:: PROBLEM TO WORK ON ::
Reproduce every line of the items below, requests included, but multiply each coordinate in the answers by 1.9 and round to the nearest whole number, with halves rounded up. Leave the requests and their wording unchanged.

Stored items:
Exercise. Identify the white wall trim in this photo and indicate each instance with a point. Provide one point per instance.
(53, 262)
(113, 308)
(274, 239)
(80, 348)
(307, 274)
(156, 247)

:: SOLUTION FOR THIS TASK ::
Exercise. Identify the white wall trim in this photo and indicate each instance with a point. Provide one point per instance.
(101, 498)
(215, 585)
(521, 454)
(152, 661)
(583, 521)
(296, 469)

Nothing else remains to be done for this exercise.